What you need to do: Tally the lines in the records below that contain the string "catcher" and reply with only that number.

[Region annotation items]
◆ ◆ ◆ ◆ ◆ ◆ ◆
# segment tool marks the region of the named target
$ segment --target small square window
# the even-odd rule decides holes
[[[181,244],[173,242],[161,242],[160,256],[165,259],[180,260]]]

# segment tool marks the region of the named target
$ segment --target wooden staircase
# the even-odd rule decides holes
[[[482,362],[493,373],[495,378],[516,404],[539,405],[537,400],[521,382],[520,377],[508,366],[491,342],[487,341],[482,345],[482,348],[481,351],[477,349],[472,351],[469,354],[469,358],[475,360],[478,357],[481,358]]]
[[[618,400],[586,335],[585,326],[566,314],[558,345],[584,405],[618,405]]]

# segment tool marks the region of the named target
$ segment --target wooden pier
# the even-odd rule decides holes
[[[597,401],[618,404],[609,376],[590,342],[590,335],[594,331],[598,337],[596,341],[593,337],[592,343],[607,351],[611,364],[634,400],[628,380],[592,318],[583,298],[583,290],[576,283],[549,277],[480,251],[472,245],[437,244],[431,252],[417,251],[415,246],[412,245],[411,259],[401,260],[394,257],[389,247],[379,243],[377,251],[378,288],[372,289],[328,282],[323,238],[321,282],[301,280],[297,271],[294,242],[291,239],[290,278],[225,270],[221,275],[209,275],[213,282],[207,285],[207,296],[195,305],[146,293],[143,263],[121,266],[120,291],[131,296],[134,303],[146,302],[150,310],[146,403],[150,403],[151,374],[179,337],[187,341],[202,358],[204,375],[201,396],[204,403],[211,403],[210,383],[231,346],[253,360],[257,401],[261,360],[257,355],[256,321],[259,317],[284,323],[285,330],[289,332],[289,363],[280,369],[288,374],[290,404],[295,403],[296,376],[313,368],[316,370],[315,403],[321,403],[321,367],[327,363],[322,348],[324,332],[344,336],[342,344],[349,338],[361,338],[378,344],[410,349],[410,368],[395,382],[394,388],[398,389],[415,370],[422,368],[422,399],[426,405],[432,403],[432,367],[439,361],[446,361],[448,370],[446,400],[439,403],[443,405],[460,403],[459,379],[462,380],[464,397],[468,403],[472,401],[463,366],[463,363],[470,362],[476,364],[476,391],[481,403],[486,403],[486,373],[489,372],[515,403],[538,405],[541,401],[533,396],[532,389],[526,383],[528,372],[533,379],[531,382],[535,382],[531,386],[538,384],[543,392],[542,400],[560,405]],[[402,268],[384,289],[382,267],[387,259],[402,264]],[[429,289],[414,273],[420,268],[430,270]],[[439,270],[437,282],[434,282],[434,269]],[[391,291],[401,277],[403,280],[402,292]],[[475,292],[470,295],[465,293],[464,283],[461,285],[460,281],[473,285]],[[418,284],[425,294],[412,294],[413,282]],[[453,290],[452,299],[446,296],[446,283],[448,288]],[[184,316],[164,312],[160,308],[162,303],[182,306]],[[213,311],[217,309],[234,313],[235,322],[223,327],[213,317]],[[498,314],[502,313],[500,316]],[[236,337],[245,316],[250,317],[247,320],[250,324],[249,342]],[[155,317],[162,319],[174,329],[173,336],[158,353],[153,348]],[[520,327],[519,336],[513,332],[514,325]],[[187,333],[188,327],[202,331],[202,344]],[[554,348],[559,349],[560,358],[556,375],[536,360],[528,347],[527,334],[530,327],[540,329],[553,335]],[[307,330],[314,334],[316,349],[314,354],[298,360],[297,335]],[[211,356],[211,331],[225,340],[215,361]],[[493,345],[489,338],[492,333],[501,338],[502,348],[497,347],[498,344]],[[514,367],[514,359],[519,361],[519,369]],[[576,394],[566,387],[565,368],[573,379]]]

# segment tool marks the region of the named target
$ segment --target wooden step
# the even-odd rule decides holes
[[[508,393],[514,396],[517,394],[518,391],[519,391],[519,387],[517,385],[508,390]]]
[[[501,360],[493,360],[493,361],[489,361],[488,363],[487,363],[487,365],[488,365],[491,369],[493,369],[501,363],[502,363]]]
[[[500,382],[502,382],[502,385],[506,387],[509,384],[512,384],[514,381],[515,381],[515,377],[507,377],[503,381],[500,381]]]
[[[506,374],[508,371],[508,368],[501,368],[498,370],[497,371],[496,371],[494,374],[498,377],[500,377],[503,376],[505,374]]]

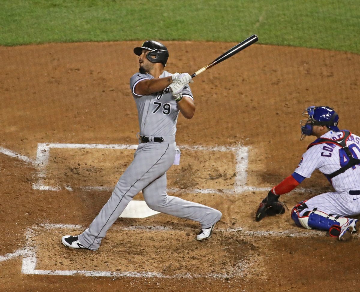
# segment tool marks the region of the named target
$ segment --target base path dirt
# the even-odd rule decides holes
[[[254,218],[312,141],[300,141],[304,109],[333,107],[341,128],[360,133],[360,56],[345,52],[256,44],[194,79],[196,112],[179,115],[168,188],[222,212],[211,239],[158,214],[120,218],[96,252],[62,245],[132,160],[140,43],[0,47],[0,290],[358,291],[358,235],[340,242],[288,212]],[[190,74],[236,44],[164,43],[166,69]],[[318,172],[301,187],[282,198],[290,210],[332,189]]]

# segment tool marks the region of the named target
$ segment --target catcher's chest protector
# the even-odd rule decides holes
[[[332,173],[330,173],[329,174],[327,174],[327,177],[330,179],[338,175],[340,173],[343,173],[345,172],[345,171],[347,170],[351,167],[352,167],[354,165],[360,163],[360,159],[354,158],[353,157],[352,154],[351,154],[351,152],[350,152],[348,148],[346,146],[346,141],[347,141],[347,139],[348,139],[349,137],[351,135],[351,133],[350,131],[346,130],[342,131],[341,132],[343,133],[343,136],[342,138],[339,138],[337,140],[333,140],[332,139],[324,138],[319,138],[307,146],[307,148],[306,149],[307,150],[311,147],[312,147],[314,145],[317,145],[318,144],[323,143],[331,143],[339,146],[344,150],[344,151],[345,151],[345,152],[346,154],[346,155],[347,155],[349,158],[349,162],[346,165],[341,167],[336,171]]]

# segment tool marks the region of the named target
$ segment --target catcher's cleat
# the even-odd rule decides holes
[[[212,230],[214,229],[214,226],[215,226],[215,224],[210,228],[207,228],[206,229],[202,228],[200,232],[196,236],[196,240],[201,241],[211,237],[212,234]]]
[[[352,233],[357,231],[360,231],[360,220],[354,219],[350,222],[349,225],[352,227]]]
[[[65,235],[61,238],[61,242],[65,246],[72,248],[86,248],[80,243],[77,239],[77,236]]]
[[[352,233],[356,231],[355,226],[357,225],[358,227],[360,227],[360,224],[356,222],[357,220],[352,219],[341,227],[337,225],[333,225],[329,230],[329,234],[332,237],[337,237],[342,241],[351,240],[352,238]]]

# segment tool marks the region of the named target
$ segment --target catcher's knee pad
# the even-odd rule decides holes
[[[307,208],[305,202],[296,205],[291,211],[291,218],[295,224],[300,227],[308,229],[315,228],[319,230],[328,230],[333,225],[342,226],[349,221],[348,218],[346,217],[328,214],[316,208],[312,211],[307,211],[302,216],[300,216],[300,212]]]

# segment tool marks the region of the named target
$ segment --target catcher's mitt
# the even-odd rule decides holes
[[[266,216],[274,216],[285,212],[286,205],[278,200],[279,196],[276,196],[270,191],[267,196],[259,204],[255,217],[256,221],[260,221]]]

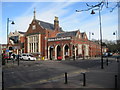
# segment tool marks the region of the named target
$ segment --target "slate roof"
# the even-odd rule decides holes
[[[18,31],[20,34],[25,34],[25,32]]]
[[[78,30],[71,31],[71,32],[62,32],[62,33],[58,33],[56,37],[68,37],[68,36],[75,37],[77,32],[78,32]]]
[[[84,34],[85,34],[85,32],[81,33],[82,38],[84,38]]]
[[[46,29],[49,29],[49,30],[54,30],[54,24],[44,22],[44,21],[40,21],[40,20],[37,20],[37,22],[40,23],[40,26],[42,26],[43,28],[46,28]],[[60,31],[63,31],[61,27],[60,27]]]

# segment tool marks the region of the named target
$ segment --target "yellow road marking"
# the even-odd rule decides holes
[[[77,71],[68,72],[68,75],[80,74],[81,72],[87,72],[87,70],[77,70]],[[23,86],[26,86],[26,85],[40,84],[40,83],[45,83],[45,82],[48,82],[48,81],[51,81],[51,80],[57,80],[57,79],[60,79],[60,78],[63,78],[63,77],[64,77],[64,74],[61,74],[61,75],[53,77],[53,78],[38,80],[38,81],[35,81],[35,82],[25,83],[25,84],[22,84],[22,85],[11,86],[11,87],[8,87],[8,88],[18,88],[18,87],[23,87]]]

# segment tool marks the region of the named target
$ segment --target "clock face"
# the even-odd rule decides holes
[[[33,26],[32,26],[32,29],[35,30],[35,29],[36,29],[36,25],[33,25]]]

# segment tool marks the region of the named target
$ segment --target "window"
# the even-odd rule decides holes
[[[36,29],[36,25],[33,25],[33,26],[32,26],[32,29],[33,29],[33,30]]]
[[[80,38],[81,36],[79,35],[79,38]]]

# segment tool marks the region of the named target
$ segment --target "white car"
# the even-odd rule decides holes
[[[20,59],[22,59],[22,60],[36,60],[36,58],[33,57],[33,55],[31,55],[31,54],[22,54],[20,56]]]

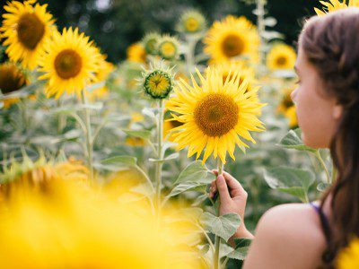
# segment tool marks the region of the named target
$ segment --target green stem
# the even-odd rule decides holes
[[[85,90],[83,90],[81,94],[81,100],[84,106],[87,105],[87,100],[85,96]],[[92,135],[91,129],[91,115],[88,108],[83,108],[84,111],[84,119],[85,119],[85,138],[86,138],[86,155],[87,155],[87,165],[90,169],[90,182],[93,184],[93,144],[92,144]]]
[[[327,166],[325,165],[325,162],[323,159],[321,158],[320,151],[315,152],[315,156],[317,157],[318,161],[320,161],[321,167],[324,169],[326,175],[327,175],[327,183],[330,184],[330,176],[329,172],[328,171]]]
[[[221,159],[218,158],[217,160],[217,169],[218,169],[218,176],[223,175],[223,163],[222,162]],[[217,198],[219,199],[219,197]],[[220,212],[219,208],[217,209],[217,216],[219,216]],[[221,248],[221,238],[219,236],[215,236],[215,253],[214,253],[214,268],[218,269],[220,266],[220,257],[219,257],[219,251]]]
[[[264,38],[263,33],[266,30],[266,25],[264,23],[264,6],[266,4],[266,0],[257,0],[257,25],[259,34],[259,60],[260,65],[264,65]]]
[[[161,214],[161,187],[162,187],[162,162],[160,160],[163,159],[162,142],[163,142],[163,100],[159,100],[159,113],[157,122],[157,160],[155,169],[156,182],[156,208],[158,215]]]

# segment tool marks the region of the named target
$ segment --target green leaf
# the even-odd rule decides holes
[[[188,164],[183,171],[180,172],[175,184],[182,182],[201,182],[211,183],[215,179],[215,176],[212,171],[202,163],[202,161],[194,161]]]
[[[317,186],[317,190],[319,190],[320,192],[325,192],[330,186],[330,184],[320,182]]]
[[[242,247],[234,249],[232,252],[227,255],[228,257],[232,259],[241,260],[243,261],[248,254],[248,250],[250,247]]]
[[[219,217],[210,213],[205,213],[200,218],[200,222],[205,225],[210,232],[228,241],[236,232],[241,221],[238,214],[232,213]]]
[[[150,159],[148,159],[148,161],[153,161],[153,162],[165,162],[167,161],[177,159],[177,158],[179,158],[179,156],[180,156],[180,153],[175,152],[175,153],[172,153],[172,154],[167,156],[163,160],[157,160],[157,159],[150,158]]]
[[[287,149],[315,152],[317,150],[304,145],[301,138],[301,134],[302,131],[299,128],[295,130],[290,130],[288,134],[282,138],[278,145]]]
[[[103,164],[136,166],[137,158],[132,156],[114,156],[101,161]]]
[[[278,167],[266,169],[264,178],[271,188],[290,194],[306,202],[309,187],[314,183],[314,174],[309,170]]]
[[[196,190],[196,188],[197,188],[198,187],[202,187],[204,185],[206,185],[206,184],[200,183],[200,182],[181,183],[181,184],[176,186],[167,196],[172,197],[172,196],[175,196],[177,195],[180,195],[180,194],[188,191],[188,190]]]
[[[141,131],[136,131],[136,130],[122,130],[125,132],[127,135],[137,137],[137,138],[142,138],[144,140],[148,140],[151,137],[151,132],[147,130],[141,130]]]

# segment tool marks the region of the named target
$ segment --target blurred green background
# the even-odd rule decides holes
◆ ◆ ◆ ◆ ◆ ◆ ◆
Solution to the exercise: 4